Reproduce word for word the lines of the listing below, starting at the line that contains "We are building a detection dataset for the class rock crevice." and ending at the line that contains "[657,633,675,665]", with both of those lines included.

****************

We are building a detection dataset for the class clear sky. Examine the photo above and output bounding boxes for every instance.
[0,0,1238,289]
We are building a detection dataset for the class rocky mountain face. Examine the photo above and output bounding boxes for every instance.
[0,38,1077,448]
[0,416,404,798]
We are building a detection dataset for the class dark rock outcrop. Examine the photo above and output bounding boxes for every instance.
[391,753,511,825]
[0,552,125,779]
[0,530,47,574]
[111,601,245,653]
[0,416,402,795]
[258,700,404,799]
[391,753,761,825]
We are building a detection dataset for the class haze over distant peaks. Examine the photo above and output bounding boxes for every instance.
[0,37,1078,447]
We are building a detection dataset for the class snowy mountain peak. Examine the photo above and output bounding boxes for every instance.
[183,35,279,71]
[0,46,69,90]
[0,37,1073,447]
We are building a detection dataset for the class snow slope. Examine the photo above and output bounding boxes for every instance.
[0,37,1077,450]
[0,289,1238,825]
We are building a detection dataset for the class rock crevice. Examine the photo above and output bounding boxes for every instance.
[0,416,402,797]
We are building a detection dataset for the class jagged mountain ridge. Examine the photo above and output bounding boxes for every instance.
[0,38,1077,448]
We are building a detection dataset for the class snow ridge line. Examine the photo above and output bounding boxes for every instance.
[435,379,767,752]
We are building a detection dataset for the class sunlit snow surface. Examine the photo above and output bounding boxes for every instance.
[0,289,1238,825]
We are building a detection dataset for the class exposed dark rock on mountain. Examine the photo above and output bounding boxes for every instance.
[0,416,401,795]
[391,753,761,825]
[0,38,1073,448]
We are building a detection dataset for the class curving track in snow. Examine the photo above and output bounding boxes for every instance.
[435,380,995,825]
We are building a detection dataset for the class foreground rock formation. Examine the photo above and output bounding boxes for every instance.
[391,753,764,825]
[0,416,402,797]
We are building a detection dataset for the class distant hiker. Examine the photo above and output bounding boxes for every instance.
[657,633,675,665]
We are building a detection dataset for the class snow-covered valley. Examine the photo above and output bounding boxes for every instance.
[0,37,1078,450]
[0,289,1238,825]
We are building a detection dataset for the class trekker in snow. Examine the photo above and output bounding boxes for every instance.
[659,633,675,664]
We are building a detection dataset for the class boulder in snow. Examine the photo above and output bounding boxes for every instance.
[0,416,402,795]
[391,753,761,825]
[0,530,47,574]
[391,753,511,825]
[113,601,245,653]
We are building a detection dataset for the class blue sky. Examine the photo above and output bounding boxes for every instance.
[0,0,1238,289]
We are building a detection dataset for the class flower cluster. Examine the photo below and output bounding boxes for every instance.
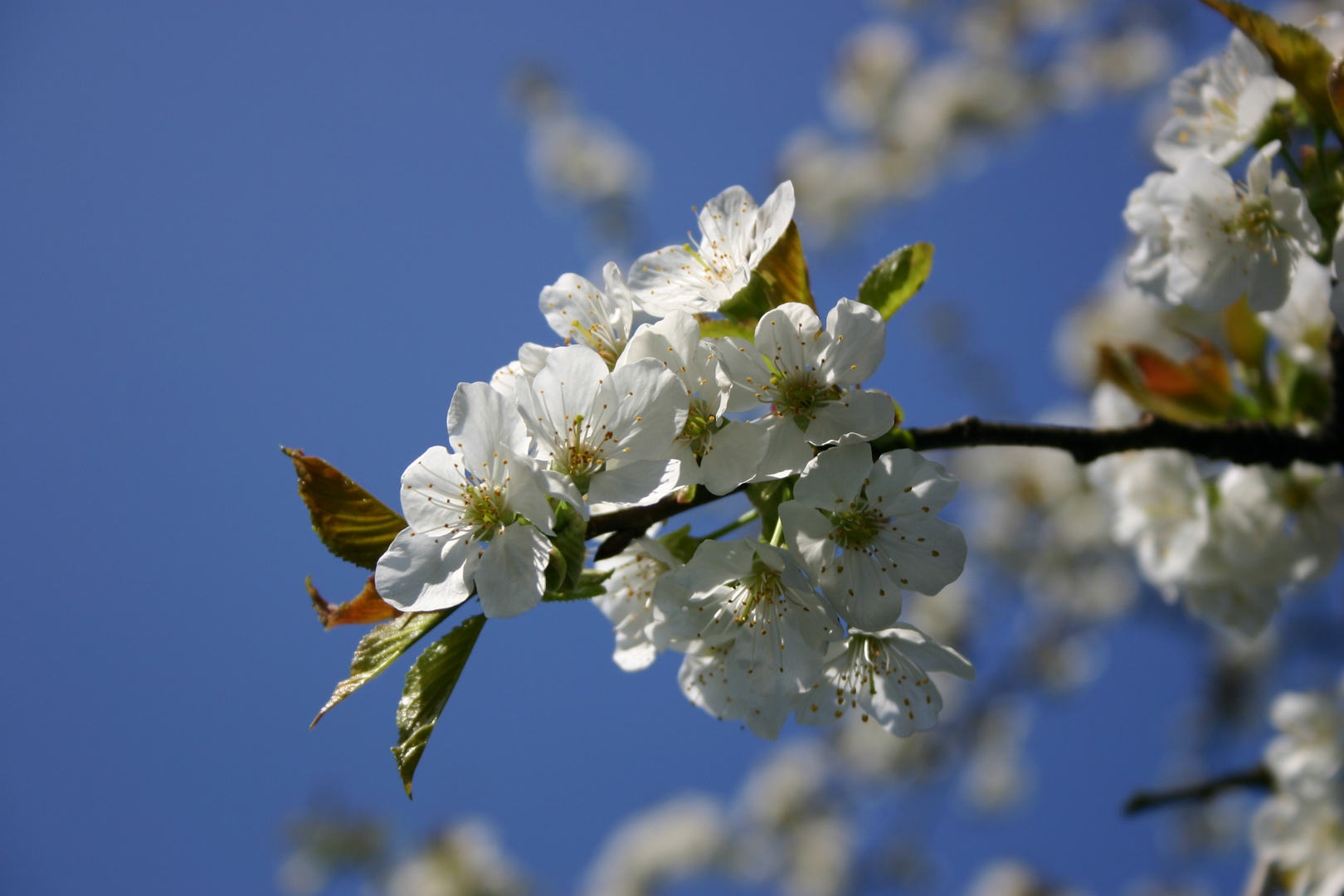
[1080,15,1344,635]
[1251,679,1344,896]
[375,182,973,738]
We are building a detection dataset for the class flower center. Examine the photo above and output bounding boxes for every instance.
[462,484,518,542]
[677,395,728,460]
[830,499,887,551]
[770,371,840,431]
[570,321,625,368]
[553,414,617,482]
[1223,199,1283,251]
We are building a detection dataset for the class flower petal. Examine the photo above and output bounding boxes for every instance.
[475,523,551,619]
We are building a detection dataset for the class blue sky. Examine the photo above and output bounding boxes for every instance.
[0,2,1258,896]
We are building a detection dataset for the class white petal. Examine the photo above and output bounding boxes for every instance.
[373,529,475,612]
[817,298,887,386]
[589,460,681,514]
[793,443,874,510]
[865,449,961,514]
[475,523,551,619]
[402,445,466,534]
[607,358,688,460]
[447,382,528,481]
[820,551,903,631]
[692,421,770,494]
[806,390,897,445]
[878,514,967,594]
[763,302,830,376]
[755,416,813,482]
[780,501,836,577]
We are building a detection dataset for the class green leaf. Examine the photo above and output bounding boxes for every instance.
[746,480,793,538]
[1203,0,1342,134]
[551,504,587,587]
[392,614,485,796]
[281,447,406,570]
[700,317,757,343]
[720,221,817,324]
[720,271,772,324]
[859,243,933,321]
[757,221,817,310]
[308,607,457,728]
[542,570,611,601]
[659,521,709,562]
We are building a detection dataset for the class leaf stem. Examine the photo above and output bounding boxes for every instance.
[704,508,761,540]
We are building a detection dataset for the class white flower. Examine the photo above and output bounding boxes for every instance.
[794,622,976,738]
[518,345,687,505]
[1153,30,1293,168]
[592,529,681,672]
[1125,171,1177,304]
[1251,682,1344,896]
[631,180,793,317]
[1130,141,1321,312]
[826,22,919,132]
[1164,466,1294,636]
[1275,462,1344,582]
[577,794,728,896]
[538,262,635,367]
[617,312,770,494]
[386,820,531,896]
[373,382,581,616]
[718,298,895,480]
[1094,450,1210,588]
[649,538,843,740]
[780,445,967,631]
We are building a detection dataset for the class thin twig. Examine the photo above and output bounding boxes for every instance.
[906,416,1340,467]
[1123,766,1274,816]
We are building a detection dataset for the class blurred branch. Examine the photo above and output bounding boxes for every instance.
[1122,766,1274,816]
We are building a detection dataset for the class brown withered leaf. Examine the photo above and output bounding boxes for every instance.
[304,577,402,629]
[757,221,817,310]
[308,607,457,728]
[1203,0,1344,136]
[281,447,406,570]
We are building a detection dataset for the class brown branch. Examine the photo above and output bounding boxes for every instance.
[587,416,1344,550]
[906,415,1342,467]
[1123,766,1274,816]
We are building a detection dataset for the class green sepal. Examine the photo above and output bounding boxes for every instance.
[308,607,457,728]
[720,271,770,324]
[280,447,406,570]
[1203,0,1344,139]
[700,317,757,343]
[392,612,485,798]
[659,525,704,562]
[542,570,613,601]
[746,478,793,538]
[859,243,933,319]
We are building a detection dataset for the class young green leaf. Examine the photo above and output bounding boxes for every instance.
[308,607,457,728]
[304,577,402,629]
[1203,0,1344,139]
[392,612,485,796]
[859,243,933,319]
[281,447,406,570]
[551,504,587,587]
[700,316,757,343]
[542,570,611,601]
[757,221,817,310]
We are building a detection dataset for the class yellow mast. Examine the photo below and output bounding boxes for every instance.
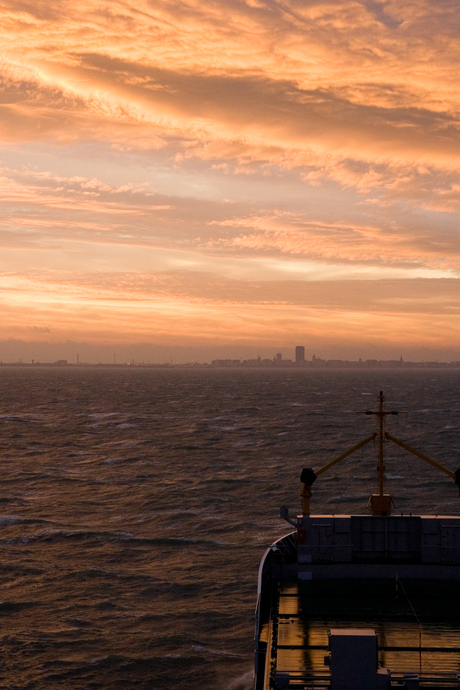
[300,391,460,515]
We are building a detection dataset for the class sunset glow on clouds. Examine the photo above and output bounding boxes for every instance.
[0,0,460,359]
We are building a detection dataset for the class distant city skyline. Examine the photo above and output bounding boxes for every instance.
[0,340,460,364]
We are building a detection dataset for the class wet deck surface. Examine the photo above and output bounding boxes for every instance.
[276,584,460,681]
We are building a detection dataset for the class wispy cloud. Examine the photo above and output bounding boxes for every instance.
[0,0,460,360]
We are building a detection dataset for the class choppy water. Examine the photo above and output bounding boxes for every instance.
[0,367,460,690]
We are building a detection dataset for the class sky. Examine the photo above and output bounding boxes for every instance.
[0,0,460,361]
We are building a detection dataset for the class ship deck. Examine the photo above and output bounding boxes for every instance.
[264,583,460,690]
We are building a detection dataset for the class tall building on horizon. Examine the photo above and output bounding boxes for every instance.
[295,345,305,364]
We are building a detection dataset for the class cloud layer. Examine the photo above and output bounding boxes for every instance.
[0,0,460,359]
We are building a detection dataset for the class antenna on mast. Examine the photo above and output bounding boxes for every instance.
[364,391,399,515]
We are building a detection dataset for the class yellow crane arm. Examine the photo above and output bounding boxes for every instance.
[384,431,456,482]
[315,433,377,477]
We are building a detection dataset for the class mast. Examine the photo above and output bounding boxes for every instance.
[365,391,398,515]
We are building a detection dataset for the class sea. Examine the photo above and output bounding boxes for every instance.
[0,366,460,690]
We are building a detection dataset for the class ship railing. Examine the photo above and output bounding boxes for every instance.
[274,670,460,690]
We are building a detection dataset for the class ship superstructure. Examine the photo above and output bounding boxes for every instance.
[255,392,460,690]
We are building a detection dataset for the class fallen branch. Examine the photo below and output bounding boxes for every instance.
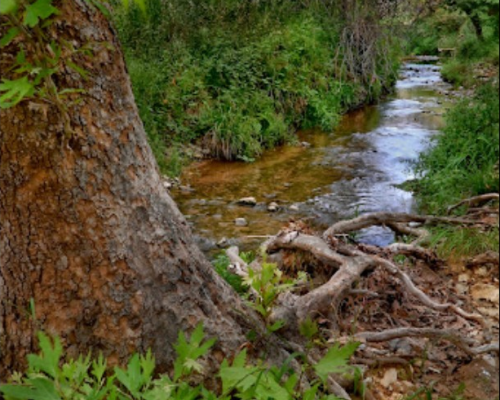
[387,243,440,264]
[448,193,500,214]
[374,257,486,326]
[267,232,349,268]
[323,212,483,240]
[350,328,500,356]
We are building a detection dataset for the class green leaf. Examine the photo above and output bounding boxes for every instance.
[115,354,144,395]
[0,0,17,14]
[314,343,360,382]
[0,27,21,47]
[24,0,58,28]
[0,76,35,109]
[0,385,34,400]
[30,378,61,400]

****************

- Complete answer
We are building a detection dataset for the class rock crevice. Examine the photo above and output bounding boxes for every instance.
[0,416,402,797]
We are building a detection dataset for the class jagged mountain ridge. Examine the photo above and output bounding boxes for every instance.
[0,38,1077,448]
We are building a detection dataset for the class snow ridge line. Examine the photo above and output bounding boxes for every instance.
[435,379,767,752]
We are building a detection dataset for the class sunlit snow surface. Examine the photo above and output bounding boxes for every instance.
[0,289,1238,825]
We are building a detection dataset for the class exposed dark rock on mountain. Examine the photo above and output bounding boxes for every instance.
[0,416,401,795]
[391,753,761,825]
[0,38,1073,448]
We are building a detection dataset for the class curving track in snow. Examine the photo above and output bounding boxes for every instance.
[435,380,995,825]
We are building a detection dataset for the class foreground rock formation. Examine the photo above and output bounding boxes for every instance.
[391,753,764,825]
[0,416,402,797]
We are building a detection dataset for the class distant hiker. Examine the photo above and output bounding boxes for every instance.
[657,633,675,665]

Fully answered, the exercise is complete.